Written request:
Extract every line in the rows below that contains the string "stripe", and copy each line in full. Matching is case-sensitive.

Rows:
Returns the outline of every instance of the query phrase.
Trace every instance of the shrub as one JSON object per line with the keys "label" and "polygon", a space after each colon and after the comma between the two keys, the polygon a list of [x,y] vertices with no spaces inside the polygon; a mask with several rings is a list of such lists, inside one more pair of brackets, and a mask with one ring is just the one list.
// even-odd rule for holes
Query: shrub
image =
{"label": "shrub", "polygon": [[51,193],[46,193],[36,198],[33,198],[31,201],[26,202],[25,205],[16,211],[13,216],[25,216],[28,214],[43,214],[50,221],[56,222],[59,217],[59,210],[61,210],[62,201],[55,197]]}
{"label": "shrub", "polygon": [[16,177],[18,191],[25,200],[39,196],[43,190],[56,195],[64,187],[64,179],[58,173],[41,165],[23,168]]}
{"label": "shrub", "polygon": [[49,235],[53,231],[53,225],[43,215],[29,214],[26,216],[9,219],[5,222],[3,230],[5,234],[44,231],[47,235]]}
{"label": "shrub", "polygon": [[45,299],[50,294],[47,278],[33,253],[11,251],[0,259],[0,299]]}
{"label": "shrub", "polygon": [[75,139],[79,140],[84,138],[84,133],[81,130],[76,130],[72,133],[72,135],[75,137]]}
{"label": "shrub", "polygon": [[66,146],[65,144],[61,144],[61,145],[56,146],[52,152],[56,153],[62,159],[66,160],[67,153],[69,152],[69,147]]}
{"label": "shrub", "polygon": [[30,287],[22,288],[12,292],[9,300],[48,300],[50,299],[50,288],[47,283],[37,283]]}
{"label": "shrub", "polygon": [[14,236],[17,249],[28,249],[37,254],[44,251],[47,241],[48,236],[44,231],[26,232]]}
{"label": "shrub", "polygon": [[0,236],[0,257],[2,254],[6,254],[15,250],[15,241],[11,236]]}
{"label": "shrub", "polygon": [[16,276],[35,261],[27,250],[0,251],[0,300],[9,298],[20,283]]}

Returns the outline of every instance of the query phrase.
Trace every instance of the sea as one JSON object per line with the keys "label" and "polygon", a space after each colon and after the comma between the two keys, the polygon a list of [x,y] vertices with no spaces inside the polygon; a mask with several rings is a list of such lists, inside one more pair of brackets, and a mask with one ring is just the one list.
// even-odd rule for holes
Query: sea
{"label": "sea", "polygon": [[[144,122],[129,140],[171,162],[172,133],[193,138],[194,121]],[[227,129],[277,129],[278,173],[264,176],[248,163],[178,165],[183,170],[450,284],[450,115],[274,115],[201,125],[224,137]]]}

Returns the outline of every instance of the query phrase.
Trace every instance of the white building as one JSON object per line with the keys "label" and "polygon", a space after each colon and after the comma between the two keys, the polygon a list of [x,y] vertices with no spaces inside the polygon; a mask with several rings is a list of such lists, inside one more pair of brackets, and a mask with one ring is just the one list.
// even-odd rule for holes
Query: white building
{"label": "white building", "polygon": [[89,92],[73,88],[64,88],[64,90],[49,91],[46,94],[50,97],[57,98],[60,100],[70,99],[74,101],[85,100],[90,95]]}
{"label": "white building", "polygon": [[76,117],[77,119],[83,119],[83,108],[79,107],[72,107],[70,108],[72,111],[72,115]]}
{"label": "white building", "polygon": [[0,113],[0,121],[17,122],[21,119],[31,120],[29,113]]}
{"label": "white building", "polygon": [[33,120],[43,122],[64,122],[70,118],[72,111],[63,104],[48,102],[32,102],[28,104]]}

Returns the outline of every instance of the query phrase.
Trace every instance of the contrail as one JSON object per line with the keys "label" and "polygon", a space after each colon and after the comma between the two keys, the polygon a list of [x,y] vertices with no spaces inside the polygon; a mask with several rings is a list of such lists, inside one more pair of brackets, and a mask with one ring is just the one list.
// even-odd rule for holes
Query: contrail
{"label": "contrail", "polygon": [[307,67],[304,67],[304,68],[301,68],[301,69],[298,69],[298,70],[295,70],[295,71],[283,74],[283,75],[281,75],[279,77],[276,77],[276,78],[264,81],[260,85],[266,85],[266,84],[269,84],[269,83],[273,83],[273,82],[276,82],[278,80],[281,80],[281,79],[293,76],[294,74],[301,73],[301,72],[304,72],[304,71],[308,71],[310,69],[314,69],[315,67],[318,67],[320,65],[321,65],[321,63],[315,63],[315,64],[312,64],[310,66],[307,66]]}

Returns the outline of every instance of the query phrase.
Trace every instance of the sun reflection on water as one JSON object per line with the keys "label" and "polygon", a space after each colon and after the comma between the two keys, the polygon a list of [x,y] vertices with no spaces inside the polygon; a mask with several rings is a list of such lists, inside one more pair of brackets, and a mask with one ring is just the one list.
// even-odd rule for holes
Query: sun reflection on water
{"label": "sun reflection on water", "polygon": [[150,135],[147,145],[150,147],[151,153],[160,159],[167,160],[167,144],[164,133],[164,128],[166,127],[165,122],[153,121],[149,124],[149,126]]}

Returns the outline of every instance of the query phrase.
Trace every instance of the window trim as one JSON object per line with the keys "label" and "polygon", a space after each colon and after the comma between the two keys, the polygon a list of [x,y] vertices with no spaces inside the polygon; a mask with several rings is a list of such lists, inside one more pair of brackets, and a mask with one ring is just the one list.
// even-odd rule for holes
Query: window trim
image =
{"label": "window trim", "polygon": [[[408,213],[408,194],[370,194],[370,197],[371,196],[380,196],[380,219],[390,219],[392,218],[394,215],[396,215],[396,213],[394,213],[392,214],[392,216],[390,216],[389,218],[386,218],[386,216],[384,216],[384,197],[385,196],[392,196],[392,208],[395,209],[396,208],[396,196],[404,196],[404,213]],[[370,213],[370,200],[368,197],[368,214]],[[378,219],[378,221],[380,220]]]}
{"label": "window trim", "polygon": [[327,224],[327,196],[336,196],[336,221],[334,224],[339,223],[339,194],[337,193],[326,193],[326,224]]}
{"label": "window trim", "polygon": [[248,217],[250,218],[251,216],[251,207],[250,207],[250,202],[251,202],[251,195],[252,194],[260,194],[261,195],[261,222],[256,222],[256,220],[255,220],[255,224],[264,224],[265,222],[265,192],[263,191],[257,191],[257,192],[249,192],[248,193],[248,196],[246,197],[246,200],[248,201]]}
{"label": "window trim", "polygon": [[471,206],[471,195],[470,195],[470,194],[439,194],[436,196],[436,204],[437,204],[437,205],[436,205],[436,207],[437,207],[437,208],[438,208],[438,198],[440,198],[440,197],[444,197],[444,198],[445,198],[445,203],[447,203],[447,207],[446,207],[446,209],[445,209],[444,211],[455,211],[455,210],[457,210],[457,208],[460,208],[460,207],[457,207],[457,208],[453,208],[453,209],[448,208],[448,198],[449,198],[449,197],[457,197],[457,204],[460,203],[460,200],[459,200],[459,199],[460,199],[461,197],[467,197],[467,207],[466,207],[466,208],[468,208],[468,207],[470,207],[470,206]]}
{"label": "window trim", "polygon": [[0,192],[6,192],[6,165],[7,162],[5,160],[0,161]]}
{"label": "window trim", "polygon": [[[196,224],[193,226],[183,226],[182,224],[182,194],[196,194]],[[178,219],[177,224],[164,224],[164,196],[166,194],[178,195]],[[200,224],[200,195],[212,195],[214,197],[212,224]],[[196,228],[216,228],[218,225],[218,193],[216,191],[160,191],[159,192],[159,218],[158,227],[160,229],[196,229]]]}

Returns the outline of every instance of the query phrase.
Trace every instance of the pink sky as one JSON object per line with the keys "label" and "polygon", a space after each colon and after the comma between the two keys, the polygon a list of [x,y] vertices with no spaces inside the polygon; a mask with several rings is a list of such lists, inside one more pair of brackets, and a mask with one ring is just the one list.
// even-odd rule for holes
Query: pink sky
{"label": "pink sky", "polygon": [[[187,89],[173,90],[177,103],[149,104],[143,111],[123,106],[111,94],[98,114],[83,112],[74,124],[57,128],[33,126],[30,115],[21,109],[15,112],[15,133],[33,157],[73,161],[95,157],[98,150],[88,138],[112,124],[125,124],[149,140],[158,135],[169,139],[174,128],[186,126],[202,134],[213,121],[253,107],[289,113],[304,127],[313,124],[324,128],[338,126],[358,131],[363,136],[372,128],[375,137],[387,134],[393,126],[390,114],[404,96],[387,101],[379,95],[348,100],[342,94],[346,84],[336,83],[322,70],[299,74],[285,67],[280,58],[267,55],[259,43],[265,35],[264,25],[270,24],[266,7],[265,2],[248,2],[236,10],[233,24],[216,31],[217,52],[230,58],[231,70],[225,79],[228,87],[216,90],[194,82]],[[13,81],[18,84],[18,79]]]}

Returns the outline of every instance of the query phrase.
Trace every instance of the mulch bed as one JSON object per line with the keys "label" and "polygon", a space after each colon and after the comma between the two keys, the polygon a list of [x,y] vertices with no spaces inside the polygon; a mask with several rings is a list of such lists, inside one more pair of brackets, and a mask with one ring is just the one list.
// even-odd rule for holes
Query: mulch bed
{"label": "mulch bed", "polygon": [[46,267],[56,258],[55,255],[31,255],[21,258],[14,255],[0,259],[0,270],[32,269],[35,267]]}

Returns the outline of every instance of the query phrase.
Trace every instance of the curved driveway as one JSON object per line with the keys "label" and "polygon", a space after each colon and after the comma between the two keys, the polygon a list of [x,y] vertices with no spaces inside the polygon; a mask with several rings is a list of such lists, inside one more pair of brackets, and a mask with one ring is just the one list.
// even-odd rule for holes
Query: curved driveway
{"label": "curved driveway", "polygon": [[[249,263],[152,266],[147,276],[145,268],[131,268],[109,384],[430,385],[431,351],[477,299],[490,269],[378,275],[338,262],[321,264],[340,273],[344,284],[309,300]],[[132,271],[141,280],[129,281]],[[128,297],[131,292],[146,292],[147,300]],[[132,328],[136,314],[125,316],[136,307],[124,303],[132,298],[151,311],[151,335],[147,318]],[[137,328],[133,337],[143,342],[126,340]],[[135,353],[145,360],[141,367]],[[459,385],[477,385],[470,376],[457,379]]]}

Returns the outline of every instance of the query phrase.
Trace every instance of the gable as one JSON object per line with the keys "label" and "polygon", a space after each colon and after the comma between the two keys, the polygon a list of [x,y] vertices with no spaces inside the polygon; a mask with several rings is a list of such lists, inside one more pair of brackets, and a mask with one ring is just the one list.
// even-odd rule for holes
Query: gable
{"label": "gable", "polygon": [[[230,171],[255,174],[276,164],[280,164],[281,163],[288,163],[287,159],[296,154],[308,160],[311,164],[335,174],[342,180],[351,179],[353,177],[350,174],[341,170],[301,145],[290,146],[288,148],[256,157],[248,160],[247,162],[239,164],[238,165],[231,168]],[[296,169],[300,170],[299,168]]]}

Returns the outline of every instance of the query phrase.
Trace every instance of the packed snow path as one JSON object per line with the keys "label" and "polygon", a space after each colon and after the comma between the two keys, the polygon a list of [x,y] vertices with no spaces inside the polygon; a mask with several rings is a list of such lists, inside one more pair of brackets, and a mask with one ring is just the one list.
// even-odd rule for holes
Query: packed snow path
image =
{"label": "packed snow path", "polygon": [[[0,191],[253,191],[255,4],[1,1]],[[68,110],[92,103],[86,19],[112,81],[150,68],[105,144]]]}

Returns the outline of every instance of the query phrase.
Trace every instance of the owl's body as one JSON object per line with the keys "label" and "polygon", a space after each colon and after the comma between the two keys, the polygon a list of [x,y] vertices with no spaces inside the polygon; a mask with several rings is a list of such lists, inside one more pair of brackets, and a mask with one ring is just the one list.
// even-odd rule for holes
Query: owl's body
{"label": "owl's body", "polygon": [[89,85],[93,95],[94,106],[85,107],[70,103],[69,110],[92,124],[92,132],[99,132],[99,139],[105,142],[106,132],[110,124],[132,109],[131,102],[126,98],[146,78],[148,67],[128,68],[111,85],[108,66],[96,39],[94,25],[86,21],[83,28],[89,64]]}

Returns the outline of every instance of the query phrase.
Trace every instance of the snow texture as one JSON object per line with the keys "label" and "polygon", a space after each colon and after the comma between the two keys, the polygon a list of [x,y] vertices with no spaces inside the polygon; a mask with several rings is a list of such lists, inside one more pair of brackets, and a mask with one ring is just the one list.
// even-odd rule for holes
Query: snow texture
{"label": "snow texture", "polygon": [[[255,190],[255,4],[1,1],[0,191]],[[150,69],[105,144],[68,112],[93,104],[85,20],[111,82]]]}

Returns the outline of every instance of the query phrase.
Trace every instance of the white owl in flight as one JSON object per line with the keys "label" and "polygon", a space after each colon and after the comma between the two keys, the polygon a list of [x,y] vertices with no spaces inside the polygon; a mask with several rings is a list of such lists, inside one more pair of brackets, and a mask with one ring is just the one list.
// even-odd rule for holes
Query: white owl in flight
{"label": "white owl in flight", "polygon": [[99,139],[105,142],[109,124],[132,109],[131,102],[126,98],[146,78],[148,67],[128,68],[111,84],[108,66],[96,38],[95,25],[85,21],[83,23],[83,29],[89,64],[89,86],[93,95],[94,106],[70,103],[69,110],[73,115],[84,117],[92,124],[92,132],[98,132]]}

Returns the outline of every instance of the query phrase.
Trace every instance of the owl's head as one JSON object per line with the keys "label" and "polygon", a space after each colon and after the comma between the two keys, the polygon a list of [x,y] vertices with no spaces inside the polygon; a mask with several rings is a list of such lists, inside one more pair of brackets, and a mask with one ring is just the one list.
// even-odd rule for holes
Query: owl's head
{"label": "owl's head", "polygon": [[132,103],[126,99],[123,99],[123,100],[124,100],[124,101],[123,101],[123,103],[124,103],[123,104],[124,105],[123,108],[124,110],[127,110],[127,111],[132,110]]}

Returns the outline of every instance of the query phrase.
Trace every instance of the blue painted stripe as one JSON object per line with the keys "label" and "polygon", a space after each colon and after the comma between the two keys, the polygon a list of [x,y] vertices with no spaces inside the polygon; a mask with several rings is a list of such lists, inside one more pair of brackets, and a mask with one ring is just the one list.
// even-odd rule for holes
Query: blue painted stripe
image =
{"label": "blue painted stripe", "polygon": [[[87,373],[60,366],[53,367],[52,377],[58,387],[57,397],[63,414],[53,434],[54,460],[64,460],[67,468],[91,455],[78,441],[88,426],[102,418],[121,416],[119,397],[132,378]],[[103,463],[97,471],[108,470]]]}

Solution:
Trace every instance of the blue painted stripe as one JSON object per line with the keys "label" and "polygon", a space after each colon and after the comma between the two keys, the polygon a list of [x,y] vertices with no spaces inside the polygon; a mask with several rings is a list of such lists, inside one more pair of brackets, and a mask with one ring is just the one list.
Query: blue painted stripe
{"label": "blue painted stripe", "polygon": [[[87,373],[60,366],[53,367],[52,377],[58,387],[57,397],[63,414],[53,434],[54,460],[64,460],[67,468],[91,455],[78,441],[88,426],[102,418],[121,416],[119,397],[132,378]],[[103,463],[97,471],[108,470]]]}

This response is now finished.